[Records from a dataset]
>> START

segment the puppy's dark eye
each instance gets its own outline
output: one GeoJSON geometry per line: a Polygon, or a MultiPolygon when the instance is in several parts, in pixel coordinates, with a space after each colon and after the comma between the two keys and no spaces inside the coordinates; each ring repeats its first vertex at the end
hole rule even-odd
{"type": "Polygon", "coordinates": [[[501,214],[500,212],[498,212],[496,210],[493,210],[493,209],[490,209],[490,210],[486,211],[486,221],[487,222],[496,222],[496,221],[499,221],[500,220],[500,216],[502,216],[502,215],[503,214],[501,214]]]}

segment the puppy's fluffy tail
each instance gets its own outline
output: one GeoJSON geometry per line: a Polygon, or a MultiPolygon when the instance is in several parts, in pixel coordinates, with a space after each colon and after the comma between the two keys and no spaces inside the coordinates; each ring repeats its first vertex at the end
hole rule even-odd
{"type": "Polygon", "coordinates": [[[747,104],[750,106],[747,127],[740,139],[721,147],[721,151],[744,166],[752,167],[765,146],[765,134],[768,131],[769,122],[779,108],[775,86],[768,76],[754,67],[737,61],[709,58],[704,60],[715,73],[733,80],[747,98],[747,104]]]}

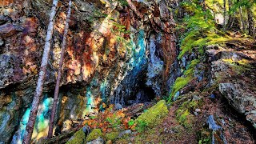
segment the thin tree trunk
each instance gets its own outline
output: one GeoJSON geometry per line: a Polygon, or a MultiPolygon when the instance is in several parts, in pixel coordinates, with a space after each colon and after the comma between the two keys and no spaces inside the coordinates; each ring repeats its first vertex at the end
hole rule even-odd
{"type": "Polygon", "coordinates": [[[241,6],[239,6],[239,15],[240,15],[240,21],[241,21],[241,30],[244,32],[245,30],[246,30],[246,23],[243,21],[242,7],[241,6]]]}
{"type": "Polygon", "coordinates": [[[64,52],[65,52],[65,47],[66,47],[66,35],[67,35],[67,32],[68,32],[68,29],[69,29],[69,22],[70,22],[70,14],[71,14],[71,5],[72,5],[72,1],[70,0],[69,2],[68,12],[66,14],[66,25],[65,25],[65,28],[64,28],[64,36],[63,36],[62,47],[62,51],[61,51],[61,58],[60,58],[60,61],[59,61],[57,82],[56,82],[55,90],[54,90],[54,104],[53,104],[53,108],[51,110],[51,114],[50,114],[50,126],[49,126],[49,131],[48,131],[48,138],[50,138],[53,136],[54,115],[56,113],[58,97],[58,92],[59,92],[59,85],[60,85],[61,78],[62,78],[64,52]]]}
{"type": "MultiPolygon", "coordinates": [[[[228,0],[228,5],[229,5],[229,10],[231,10],[231,6],[232,6],[232,1],[231,0],[228,0]]],[[[230,30],[232,26],[233,26],[233,22],[234,22],[234,14],[229,14],[229,19],[227,21],[227,23],[226,25],[226,30],[230,30]]]]}
{"type": "Polygon", "coordinates": [[[41,96],[42,94],[42,85],[45,81],[46,66],[47,66],[47,62],[49,59],[49,54],[50,50],[50,41],[52,38],[53,31],[54,31],[54,18],[56,14],[57,5],[58,5],[58,0],[54,0],[53,7],[51,8],[50,14],[50,22],[47,29],[47,34],[46,34],[46,43],[44,46],[43,55],[42,58],[39,77],[37,83],[37,87],[35,90],[35,94],[33,98],[29,121],[26,127],[26,134],[22,142],[23,144],[30,143],[31,136],[32,136],[32,133],[34,126],[34,122],[35,122],[37,114],[38,111],[39,101],[41,99],[41,96]]]}
{"type": "Polygon", "coordinates": [[[254,36],[254,19],[253,19],[253,14],[250,7],[246,7],[247,10],[247,17],[248,17],[248,32],[249,35],[254,36]]]}
{"type": "Polygon", "coordinates": [[[224,0],[224,21],[223,21],[223,30],[226,30],[226,0],[224,0]]]}

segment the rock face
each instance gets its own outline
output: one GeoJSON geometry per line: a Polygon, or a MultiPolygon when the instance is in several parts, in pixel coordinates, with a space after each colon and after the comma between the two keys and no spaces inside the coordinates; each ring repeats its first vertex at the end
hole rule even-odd
{"type": "MultiPolygon", "coordinates": [[[[236,43],[235,42],[234,43],[236,43]]],[[[234,45],[227,43],[226,45],[234,45]]],[[[207,50],[211,62],[211,82],[219,83],[219,91],[230,104],[256,126],[256,93],[255,93],[255,57],[245,43],[235,46],[238,50],[230,50],[220,46],[207,50]]],[[[256,128],[256,127],[255,127],[256,128]]]]}
{"type": "MultiPolygon", "coordinates": [[[[47,134],[66,20],[65,2],[59,3],[55,18],[34,142],[47,134]]],[[[221,83],[221,93],[255,126],[254,51],[232,52],[209,46],[204,62],[194,61],[198,58],[196,52],[179,59],[171,11],[176,1],[110,2],[74,1],[56,130],[70,130],[74,120],[97,114],[103,102],[118,104],[119,109],[168,96],[177,78],[191,63],[194,78],[174,94],[175,99],[221,83]],[[240,81],[233,82],[234,78],[240,81]]],[[[0,143],[19,143],[34,96],[51,3],[8,0],[0,5],[0,143]]]]}
{"type": "MultiPolygon", "coordinates": [[[[169,4],[132,1],[133,9],[140,10],[135,12],[117,2],[74,2],[56,119],[62,131],[70,129],[72,120],[97,113],[102,102],[130,105],[169,91],[165,82],[177,53],[169,4]]],[[[1,4],[0,142],[18,143],[33,99],[51,3],[18,0],[1,4]]],[[[60,9],[34,142],[47,133],[47,124],[40,122],[49,120],[51,104],[44,102],[53,97],[58,67],[66,8],[60,9]]]]}
{"type": "Polygon", "coordinates": [[[220,83],[219,90],[230,103],[256,128],[256,94],[238,83],[220,83]]]}

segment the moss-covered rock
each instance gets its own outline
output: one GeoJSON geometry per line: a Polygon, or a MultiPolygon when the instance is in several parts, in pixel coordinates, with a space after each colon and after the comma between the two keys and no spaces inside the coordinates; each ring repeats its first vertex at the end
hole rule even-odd
{"type": "Polygon", "coordinates": [[[111,132],[106,134],[106,138],[107,140],[114,141],[118,138],[119,133],[118,132],[111,132]]]}
{"type": "Polygon", "coordinates": [[[66,144],[80,144],[84,143],[86,139],[86,134],[82,131],[82,129],[80,129],[78,131],[74,133],[73,135],[73,138],[70,138],[66,144]]]}
{"type": "Polygon", "coordinates": [[[156,105],[150,108],[144,114],[135,119],[137,126],[142,125],[146,126],[154,126],[159,123],[159,120],[168,114],[168,109],[165,100],[159,101],[156,105]]]}
{"type": "Polygon", "coordinates": [[[89,135],[86,137],[86,142],[93,141],[94,139],[97,139],[98,137],[102,138],[102,132],[100,129],[94,129],[91,131],[91,133],[89,134],[89,135]]]}

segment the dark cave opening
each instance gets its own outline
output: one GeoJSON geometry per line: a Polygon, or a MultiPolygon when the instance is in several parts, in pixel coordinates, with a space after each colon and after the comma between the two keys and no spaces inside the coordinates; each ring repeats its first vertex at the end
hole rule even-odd
{"type": "Polygon", "coordinates": [[[155,98],[155,93],[151,87],[146,86],[145,81],[139,83],[139,89],[134,93],[134,94],[129,97],[125,100],[126,106],[131,106],[137,103],[150,102],[155,98]]]}

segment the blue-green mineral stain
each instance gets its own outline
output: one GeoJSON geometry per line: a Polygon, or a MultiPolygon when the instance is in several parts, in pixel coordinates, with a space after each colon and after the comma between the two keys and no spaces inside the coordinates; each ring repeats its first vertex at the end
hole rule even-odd
{"type": "MultiPolygon", "coordinates": [[[[47,94],[45,95],[42,102],[39,106],[38,113],[34,124],[34,130],[38,133],[40,131],[46,130],[49,125],[49,110],[53,103],[53,98],[48,98],[47,94]]],[[[19,123],[18,130],[13,137],[11,143],[22,143],[26,132],[26,126],[28,122],[30,113],[30,107],[27,108],[24,115],[19,123]]]]}

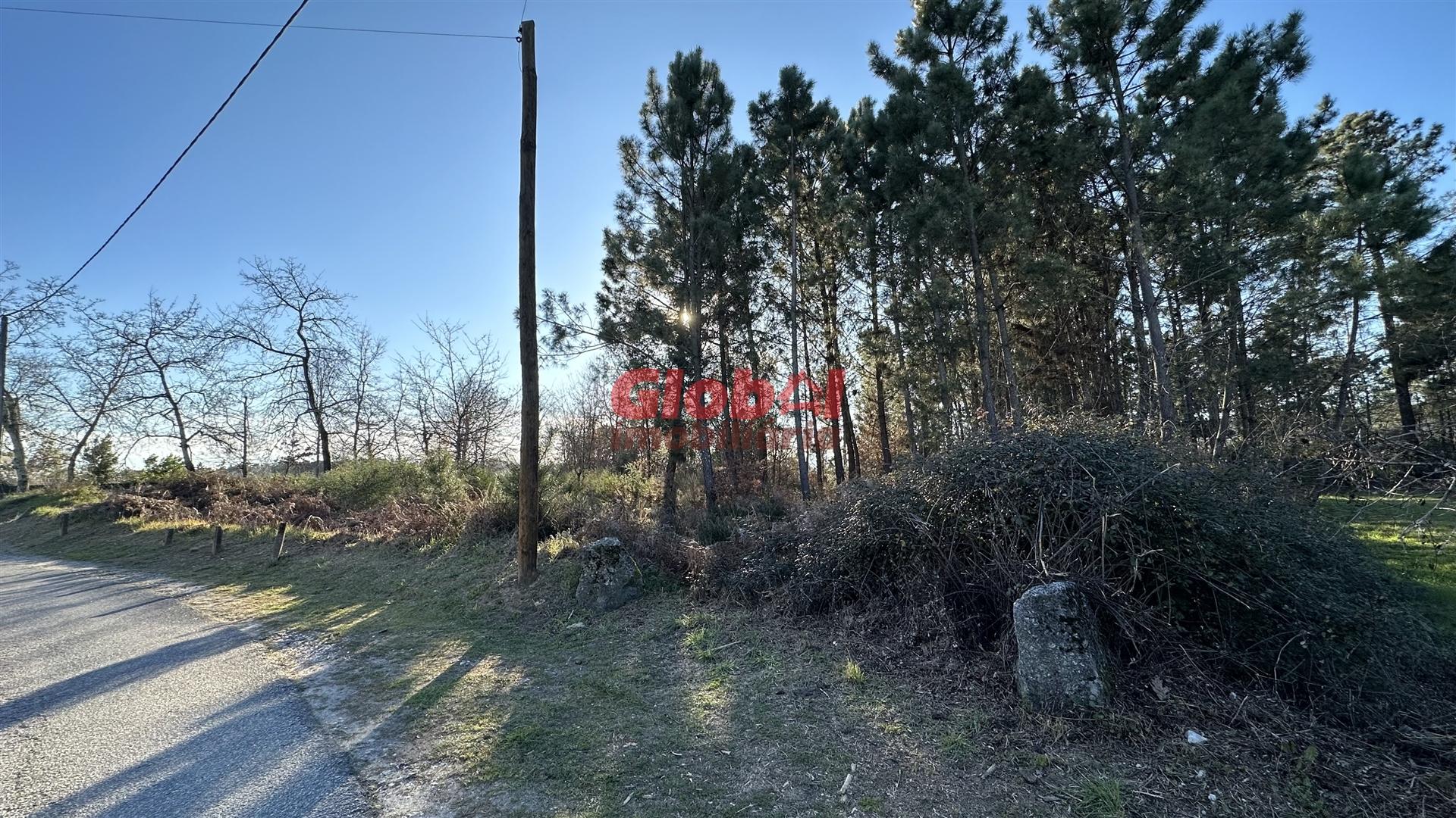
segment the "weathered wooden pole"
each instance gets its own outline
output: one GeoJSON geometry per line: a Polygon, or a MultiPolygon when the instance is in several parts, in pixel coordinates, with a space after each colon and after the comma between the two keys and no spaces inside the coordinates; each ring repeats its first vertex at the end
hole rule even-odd
{"type": "Polygon", "coordinates": [[[521,496],[515,562],[521,585],[536,582],[540,498],[540,370],[536,358],[536,20],[521,20],[521,496]]]}
{"type": "Polygon", "coordinates": [[[4,434],[4,364],[10,352],[10,316],[0,316],[0,435],[4,434]]]}

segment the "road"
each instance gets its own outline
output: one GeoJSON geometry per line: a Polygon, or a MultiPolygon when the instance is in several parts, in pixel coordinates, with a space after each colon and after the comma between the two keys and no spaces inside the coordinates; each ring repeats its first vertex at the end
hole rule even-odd
{"type": "Polygon", "coordinates": [[[0,555],[0,817],[373,815],[268,651],[147,585],[0,555]]]}

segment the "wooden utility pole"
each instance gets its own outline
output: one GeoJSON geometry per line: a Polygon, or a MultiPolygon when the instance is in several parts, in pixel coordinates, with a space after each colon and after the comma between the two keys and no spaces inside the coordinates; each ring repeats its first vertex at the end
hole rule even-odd
{"type": "Polygon", "coordinates": [[[536,582],[540,523],[540,368],[536,360],[536,20],[521,20],[521,498],[515,560],[521,585],[536,582]]]}
{"type": "Polygon", "coordinates": [[[4,435],[4,364],[10,352],[10,316],[0,316],[0,435],[4,435]]]}

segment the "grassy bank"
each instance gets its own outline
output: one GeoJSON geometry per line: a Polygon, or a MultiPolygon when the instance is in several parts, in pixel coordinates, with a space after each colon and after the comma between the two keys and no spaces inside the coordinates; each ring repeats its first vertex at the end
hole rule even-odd
{"type": "MultiPolygon", "coordinates": [[[[587,614],[563,539],[521,592],[504,539],[291,536],[274,563],[271,530],[234,527],[211,557],[207,525],[165,544],[159,524],[114,521],[99,499],[0,501],[0,544],[192,582],[213,616],[317,638],[336,659],[304,686],[342,716],[365,777],[430,782],[459,814],[1382,814],[1379,793],[1325,792],[1344,773],[1312,758],[1338,748],[1312,757],[1313,738],[1249,729],[1262,704],[1227,719],[1201,703],[1227,693],[1176,680],[1165,712],[1050,719],[1021,710],[996,656],[907,656],[852,617],[789,623],[665,581],[587,614]],[[1188,728],[1210,744],[1188,747],[1188,728]]],[[[1440,779],[1418,773],[1423,802],[1439,799],[1440,779]]]]}

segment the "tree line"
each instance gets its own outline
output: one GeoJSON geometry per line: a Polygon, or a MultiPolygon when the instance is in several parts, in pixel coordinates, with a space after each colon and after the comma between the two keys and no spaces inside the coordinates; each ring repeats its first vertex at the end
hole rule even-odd
{"type": "MultiPolygon", "coordinates": [[[[577,473],[635,460],[667,520],[690,461],[715,508],[1069,415],[1219,457],[1380,435],[1449,453],[1452,144],[1329,98],[1289,112],[1300,16],[1223,32],[1201,12],[1051,0],[1024,42],[999,0],[920,0],[868,48],[882,99],[842,112],[788,65],[747,103],[745,138],[702,49],[649,70],[601,285],[542,298],[549,354],[598,352],[555,396],[543,450],[577,473]],[[725,384],[843,370],[849,389],[837,412],[776,419],[801,432],[789,453],[761,424],[613,451],[610,383],[638,367],[725,384]]],[[[17,482],[73,479],[106,437],[181,469],[199,447],[242,472],[510,460],[515,394],[488,336],[422,319],[425,348],[392,352],[296,261],[252,259],[242,281],[227,309],[109,311],[67,288],[15,314],[17,482]]],[[[48,287],[7,265],[0,309],[48,287]]]]}
{"type": "MultiPolygon", "coordinates": [[[[488,335],[422,317],[390,352],[294,259],[243,262],[246,297],[208,309],[151,293],[111,310],[74,285],[12,317],[4,416],[15,483],[108,476],[147,454],[163,470],[320,473],[341,460],[448,456],[495,466],[517,405],[488,335]]],[[[55,282],[7,262],[0,310],[55,282]]]]}
{"type": "MultiPolygon", "coordinates": [[[[1223,32],[1203,6],[1050,0],[1024,44],[999,0],[917,0],[868,48],[882,100],[842,114],[788,65],[747,140],[718,64],[678,52],[620,141],[594,304],[546,293],[556,351],[724,383],[847,368],[839,418],[794,416],[804,496],[1069,413],[1217,456],[1450,447],[1452,144],[1328,96],[1293,116],[1300,15],[1223,32]]],[[[709,508],[741,450],[693,453],[709,508]]]]}

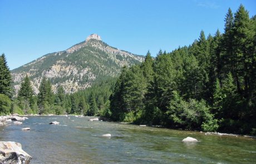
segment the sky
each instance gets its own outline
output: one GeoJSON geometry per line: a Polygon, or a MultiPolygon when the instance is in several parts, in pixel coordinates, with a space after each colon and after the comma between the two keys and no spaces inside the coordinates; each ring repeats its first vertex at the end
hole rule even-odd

>> END

## [Written request]
Locate "segment the sky" in the data above. Then repeat, exactly, its line and each line after it through the last, adding nothing.

## [Reply]
segment the sky
each instance gets its own outline
output: one GeoJSON geometry per line: a Polygon, or a MultiPolygon when the instance is in several parts, in pixel coordinates, with a space after each colon and after the comma between the two keys and no spaces inside the coordinates; each ring repeats its first vertex at the end
hole rule even-odd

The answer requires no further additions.